Task to carry out:
Collect every line in the records below that contains the word "knit".
(Dataset records)
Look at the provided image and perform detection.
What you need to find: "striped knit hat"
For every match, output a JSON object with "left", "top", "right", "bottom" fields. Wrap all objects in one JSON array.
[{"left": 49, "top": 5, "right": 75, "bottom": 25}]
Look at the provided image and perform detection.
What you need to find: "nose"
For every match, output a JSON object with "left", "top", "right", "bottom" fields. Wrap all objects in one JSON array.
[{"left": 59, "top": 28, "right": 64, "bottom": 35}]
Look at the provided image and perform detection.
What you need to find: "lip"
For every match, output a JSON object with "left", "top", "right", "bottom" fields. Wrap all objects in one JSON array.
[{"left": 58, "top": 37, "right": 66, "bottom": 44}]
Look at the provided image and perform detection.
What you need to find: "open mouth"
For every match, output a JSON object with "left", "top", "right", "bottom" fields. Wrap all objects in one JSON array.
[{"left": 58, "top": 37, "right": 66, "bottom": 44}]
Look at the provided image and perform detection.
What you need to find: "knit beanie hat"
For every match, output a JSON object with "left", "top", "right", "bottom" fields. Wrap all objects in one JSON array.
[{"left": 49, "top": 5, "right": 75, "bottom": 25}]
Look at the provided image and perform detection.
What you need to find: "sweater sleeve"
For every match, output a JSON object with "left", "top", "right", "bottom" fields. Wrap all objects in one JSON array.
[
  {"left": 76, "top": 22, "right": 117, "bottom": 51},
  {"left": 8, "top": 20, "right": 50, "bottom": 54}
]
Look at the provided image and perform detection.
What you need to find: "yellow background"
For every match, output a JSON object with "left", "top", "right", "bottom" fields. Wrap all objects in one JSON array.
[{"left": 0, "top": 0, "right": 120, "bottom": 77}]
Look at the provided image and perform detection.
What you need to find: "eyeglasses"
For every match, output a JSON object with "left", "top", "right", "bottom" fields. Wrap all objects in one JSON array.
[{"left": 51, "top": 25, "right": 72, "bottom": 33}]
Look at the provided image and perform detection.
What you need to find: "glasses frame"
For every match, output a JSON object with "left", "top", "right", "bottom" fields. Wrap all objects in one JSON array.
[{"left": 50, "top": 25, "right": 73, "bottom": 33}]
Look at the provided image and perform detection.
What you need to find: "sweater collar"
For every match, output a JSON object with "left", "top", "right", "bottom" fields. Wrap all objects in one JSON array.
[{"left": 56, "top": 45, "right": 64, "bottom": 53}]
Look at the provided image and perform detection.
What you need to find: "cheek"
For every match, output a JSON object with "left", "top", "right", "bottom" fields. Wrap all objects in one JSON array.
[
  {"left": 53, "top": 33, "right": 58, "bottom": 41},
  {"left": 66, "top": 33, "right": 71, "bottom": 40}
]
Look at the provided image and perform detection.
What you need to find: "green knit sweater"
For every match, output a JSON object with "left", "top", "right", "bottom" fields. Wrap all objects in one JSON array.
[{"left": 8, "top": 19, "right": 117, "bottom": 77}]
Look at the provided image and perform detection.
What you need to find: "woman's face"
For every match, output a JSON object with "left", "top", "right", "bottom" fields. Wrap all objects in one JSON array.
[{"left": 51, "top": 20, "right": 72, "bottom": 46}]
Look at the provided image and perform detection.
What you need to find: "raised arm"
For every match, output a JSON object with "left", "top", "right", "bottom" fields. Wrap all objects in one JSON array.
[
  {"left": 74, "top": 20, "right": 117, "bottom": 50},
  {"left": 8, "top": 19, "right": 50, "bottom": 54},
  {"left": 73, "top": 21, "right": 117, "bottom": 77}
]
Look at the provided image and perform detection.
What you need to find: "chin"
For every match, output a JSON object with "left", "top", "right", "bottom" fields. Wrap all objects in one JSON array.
(End Dataset records)
Output of the exercise:
What you need to find: "striped knit hat"
What you need to find: "knit beanie hat"
What you need to find: "green knit sweater"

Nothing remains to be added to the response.